- [What you should do]
Collect every line in the listing below that contains the string "liner", and copy each one unchanged.

- [Extracted data]

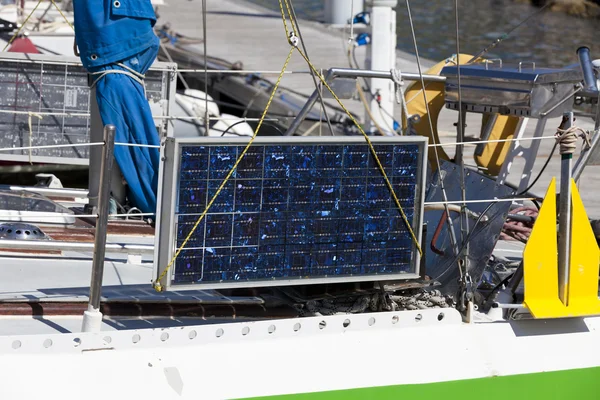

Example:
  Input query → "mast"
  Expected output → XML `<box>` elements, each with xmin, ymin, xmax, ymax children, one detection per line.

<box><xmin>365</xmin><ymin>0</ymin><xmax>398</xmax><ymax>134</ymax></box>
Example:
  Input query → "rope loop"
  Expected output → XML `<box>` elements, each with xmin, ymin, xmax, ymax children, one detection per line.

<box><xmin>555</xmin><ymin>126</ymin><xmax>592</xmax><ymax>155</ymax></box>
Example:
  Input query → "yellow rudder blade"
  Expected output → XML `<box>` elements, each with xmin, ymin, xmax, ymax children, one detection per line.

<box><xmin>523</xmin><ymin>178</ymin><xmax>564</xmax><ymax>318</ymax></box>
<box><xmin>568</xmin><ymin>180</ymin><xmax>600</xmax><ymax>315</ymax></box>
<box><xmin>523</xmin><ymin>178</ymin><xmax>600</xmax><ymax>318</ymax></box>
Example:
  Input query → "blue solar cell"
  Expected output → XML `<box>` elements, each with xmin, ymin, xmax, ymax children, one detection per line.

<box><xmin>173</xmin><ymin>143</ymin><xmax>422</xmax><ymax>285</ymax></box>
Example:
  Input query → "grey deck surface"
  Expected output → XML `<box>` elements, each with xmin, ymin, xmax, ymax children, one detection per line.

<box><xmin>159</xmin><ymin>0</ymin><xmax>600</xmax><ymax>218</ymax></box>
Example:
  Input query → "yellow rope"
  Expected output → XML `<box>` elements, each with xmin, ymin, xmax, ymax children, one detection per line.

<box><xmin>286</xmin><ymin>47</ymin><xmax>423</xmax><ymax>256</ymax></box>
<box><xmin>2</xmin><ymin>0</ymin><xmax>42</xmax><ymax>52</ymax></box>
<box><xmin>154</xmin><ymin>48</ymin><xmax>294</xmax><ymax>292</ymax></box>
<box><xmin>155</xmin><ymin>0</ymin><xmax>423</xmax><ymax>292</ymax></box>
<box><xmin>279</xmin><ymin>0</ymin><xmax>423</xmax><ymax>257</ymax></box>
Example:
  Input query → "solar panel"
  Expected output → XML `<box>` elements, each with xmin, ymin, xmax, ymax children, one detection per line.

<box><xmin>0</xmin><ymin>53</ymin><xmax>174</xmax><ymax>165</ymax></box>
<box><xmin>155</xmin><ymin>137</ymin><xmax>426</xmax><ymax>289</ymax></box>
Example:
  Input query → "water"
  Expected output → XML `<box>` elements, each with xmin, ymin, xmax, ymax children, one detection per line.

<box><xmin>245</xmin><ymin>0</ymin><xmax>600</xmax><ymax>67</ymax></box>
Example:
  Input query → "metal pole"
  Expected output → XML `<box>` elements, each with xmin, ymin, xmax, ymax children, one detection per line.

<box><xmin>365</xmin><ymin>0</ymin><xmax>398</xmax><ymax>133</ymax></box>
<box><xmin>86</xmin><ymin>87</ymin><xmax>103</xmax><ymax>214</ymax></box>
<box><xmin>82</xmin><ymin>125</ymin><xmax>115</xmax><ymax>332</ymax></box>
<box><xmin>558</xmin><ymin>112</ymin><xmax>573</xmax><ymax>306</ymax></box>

---

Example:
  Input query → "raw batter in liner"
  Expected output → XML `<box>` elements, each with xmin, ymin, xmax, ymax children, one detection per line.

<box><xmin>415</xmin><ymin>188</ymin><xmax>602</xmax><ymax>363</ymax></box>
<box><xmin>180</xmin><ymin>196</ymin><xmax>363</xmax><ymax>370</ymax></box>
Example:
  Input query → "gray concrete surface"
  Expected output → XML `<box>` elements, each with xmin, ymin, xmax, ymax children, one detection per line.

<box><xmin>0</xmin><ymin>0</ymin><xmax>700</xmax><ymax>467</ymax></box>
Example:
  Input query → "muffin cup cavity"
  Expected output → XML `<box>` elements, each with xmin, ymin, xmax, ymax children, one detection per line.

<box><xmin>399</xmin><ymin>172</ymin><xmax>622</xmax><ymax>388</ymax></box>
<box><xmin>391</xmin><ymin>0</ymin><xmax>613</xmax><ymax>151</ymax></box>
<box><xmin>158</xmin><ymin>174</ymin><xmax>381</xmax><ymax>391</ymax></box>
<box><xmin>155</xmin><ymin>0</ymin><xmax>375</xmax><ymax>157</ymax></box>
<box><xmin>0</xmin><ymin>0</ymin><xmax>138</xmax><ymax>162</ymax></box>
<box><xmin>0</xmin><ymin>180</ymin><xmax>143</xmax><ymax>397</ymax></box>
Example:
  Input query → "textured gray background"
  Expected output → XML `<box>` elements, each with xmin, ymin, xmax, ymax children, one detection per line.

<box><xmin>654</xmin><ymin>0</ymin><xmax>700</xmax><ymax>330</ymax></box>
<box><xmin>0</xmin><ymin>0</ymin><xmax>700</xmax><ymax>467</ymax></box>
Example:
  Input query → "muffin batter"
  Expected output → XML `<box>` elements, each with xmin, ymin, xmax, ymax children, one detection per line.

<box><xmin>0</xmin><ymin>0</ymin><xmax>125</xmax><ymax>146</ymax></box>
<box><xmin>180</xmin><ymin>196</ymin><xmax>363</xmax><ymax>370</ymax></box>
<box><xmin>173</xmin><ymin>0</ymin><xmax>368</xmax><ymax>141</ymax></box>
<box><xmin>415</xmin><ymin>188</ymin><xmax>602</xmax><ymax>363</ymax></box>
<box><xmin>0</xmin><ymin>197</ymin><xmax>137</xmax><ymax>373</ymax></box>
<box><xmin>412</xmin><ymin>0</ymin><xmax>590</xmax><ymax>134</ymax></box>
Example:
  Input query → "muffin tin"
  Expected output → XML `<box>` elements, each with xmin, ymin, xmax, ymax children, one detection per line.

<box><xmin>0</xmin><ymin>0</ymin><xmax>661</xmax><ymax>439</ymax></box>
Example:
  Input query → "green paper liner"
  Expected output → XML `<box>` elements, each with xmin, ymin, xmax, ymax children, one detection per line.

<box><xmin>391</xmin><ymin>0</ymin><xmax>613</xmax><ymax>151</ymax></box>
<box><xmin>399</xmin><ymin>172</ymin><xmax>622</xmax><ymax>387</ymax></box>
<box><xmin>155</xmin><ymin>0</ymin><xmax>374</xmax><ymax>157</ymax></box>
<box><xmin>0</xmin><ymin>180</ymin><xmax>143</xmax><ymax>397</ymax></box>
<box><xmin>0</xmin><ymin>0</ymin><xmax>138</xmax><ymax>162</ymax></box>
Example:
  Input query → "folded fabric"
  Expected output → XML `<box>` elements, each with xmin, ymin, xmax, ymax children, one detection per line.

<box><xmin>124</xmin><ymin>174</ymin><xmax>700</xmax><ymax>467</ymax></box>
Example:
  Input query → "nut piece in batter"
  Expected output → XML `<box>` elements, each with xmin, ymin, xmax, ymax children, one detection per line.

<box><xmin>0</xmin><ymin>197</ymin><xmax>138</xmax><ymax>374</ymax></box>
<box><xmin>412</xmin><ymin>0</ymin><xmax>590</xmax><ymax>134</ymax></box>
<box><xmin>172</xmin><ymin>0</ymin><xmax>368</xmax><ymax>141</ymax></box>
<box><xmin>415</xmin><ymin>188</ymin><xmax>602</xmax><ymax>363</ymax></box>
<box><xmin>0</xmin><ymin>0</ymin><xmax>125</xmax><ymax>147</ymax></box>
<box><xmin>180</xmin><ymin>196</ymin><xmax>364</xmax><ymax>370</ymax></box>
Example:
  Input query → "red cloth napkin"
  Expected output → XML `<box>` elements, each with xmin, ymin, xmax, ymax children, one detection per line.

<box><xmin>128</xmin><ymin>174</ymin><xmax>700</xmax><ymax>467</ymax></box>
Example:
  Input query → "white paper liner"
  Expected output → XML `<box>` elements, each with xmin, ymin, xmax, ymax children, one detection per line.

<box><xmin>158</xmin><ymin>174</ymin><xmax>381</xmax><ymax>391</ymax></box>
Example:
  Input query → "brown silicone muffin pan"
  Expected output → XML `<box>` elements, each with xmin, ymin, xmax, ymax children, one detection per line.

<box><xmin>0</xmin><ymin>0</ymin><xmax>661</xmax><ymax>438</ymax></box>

* * *

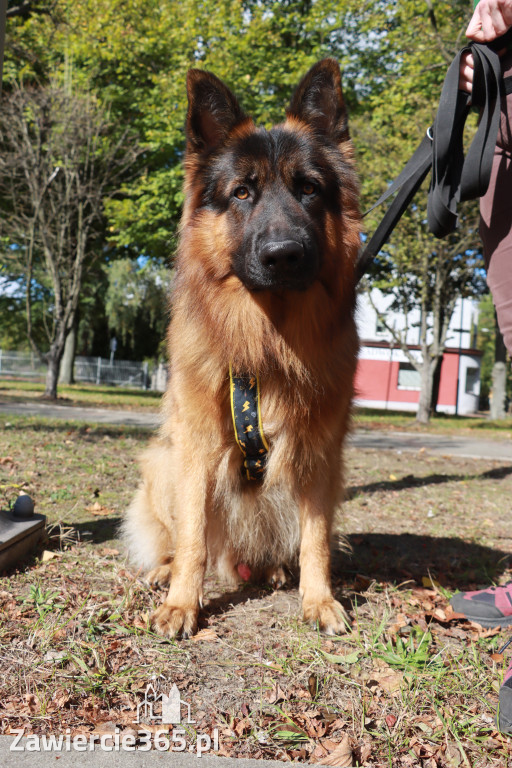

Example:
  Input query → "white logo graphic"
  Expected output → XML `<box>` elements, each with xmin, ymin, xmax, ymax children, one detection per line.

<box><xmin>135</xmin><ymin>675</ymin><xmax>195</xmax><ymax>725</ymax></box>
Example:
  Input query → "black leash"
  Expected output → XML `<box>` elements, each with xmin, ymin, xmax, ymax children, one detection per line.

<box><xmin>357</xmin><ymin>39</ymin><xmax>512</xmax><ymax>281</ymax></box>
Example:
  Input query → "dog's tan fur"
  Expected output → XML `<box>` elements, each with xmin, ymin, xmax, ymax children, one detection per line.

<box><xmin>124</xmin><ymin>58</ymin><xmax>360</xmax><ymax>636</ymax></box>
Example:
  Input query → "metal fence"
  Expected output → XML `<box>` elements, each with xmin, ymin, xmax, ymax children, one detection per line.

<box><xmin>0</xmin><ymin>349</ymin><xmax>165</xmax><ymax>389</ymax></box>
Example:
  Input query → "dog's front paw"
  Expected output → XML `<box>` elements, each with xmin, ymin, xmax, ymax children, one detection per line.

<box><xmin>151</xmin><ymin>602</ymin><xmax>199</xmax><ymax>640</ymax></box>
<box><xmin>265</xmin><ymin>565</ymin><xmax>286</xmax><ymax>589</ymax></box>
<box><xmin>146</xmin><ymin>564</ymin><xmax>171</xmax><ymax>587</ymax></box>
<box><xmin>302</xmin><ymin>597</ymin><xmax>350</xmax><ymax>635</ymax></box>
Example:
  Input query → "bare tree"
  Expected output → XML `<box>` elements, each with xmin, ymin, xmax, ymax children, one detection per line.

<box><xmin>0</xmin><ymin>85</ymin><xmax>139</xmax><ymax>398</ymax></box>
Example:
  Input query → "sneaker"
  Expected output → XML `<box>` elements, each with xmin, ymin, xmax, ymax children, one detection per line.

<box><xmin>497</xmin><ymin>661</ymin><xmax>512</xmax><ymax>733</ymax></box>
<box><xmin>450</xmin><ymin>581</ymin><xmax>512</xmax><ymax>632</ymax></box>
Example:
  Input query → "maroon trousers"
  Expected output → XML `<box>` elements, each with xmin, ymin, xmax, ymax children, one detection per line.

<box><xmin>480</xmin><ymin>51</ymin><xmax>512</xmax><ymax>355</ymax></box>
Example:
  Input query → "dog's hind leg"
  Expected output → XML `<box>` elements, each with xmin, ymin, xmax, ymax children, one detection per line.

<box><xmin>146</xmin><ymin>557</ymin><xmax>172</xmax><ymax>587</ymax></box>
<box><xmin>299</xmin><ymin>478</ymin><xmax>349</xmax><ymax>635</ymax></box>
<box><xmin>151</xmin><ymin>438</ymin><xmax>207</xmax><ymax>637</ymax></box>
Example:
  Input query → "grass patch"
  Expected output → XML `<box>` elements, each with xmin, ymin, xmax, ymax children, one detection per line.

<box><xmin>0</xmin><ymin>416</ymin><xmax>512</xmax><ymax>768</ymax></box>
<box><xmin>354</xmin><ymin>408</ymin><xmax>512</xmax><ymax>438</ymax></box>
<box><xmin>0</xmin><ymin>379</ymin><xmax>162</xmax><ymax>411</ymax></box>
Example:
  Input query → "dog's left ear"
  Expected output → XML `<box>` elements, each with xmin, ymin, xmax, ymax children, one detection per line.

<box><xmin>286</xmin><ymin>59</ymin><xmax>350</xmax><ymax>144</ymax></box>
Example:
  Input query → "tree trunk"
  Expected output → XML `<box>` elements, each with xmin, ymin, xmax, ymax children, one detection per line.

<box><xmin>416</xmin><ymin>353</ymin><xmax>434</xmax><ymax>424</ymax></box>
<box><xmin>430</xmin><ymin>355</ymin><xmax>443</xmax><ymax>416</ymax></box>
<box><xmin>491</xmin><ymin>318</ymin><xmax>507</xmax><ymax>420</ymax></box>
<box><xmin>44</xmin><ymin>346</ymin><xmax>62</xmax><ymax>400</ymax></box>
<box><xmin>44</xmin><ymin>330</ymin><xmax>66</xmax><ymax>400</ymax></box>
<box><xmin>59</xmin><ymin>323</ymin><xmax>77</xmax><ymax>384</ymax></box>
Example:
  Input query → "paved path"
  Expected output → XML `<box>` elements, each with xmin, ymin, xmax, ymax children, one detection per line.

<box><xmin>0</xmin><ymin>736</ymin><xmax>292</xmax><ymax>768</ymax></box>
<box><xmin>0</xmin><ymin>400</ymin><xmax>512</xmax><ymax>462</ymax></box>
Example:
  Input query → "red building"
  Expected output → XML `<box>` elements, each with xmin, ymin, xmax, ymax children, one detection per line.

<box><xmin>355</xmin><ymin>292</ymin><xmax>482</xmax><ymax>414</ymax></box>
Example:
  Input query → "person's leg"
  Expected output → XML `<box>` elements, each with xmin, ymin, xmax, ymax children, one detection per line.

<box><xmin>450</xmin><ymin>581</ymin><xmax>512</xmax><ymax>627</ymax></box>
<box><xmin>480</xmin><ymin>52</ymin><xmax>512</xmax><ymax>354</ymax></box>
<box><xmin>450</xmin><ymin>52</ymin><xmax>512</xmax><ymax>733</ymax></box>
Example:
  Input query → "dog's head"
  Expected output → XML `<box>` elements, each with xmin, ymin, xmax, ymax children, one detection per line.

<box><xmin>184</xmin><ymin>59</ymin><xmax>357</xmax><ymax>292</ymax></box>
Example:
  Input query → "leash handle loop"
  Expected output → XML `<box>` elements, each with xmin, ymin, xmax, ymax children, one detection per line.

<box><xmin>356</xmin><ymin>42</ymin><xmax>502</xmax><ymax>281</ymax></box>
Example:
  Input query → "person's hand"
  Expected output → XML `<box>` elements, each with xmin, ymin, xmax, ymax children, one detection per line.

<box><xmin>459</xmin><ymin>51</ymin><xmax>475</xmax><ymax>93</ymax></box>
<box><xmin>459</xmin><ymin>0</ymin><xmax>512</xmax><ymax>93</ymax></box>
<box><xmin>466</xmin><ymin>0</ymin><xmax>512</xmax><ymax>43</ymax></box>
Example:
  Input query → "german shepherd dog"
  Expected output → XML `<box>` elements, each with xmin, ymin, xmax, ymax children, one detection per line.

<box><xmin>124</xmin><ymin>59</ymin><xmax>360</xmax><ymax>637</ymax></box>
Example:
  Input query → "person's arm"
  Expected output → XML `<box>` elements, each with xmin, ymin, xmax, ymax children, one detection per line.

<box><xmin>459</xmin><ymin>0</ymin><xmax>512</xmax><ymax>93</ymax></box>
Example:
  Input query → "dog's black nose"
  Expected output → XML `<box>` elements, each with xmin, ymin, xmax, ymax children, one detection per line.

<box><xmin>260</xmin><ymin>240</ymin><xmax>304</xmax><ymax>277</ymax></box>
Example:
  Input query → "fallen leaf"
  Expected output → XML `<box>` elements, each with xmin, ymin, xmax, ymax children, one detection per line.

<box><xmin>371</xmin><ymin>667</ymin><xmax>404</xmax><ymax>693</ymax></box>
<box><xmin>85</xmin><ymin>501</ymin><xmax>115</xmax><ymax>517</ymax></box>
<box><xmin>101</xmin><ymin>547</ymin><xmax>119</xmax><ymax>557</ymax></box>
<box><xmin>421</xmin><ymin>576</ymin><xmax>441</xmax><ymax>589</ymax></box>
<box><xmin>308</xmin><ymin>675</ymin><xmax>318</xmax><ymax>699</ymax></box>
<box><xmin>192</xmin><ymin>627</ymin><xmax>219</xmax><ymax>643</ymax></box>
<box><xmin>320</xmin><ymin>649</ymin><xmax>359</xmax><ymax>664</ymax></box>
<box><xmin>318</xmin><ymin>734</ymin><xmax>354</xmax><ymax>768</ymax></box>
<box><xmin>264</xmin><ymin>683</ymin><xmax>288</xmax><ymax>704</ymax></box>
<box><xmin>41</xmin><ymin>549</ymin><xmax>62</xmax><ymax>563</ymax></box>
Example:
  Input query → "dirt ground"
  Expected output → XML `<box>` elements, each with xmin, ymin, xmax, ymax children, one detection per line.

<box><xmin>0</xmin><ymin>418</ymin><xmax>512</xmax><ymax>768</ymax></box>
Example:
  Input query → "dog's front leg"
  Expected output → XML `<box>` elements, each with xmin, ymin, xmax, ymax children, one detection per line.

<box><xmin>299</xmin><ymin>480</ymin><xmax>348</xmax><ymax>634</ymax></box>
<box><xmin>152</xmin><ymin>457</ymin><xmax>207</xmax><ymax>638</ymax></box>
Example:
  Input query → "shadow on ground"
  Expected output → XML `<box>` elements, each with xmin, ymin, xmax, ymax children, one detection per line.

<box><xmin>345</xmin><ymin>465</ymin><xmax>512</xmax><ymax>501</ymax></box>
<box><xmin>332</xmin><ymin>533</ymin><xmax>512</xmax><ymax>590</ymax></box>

- [Task output]
  Input query → "raw batter in liner"
  Input query → "green paper liner"
  Input query → "white paper liner"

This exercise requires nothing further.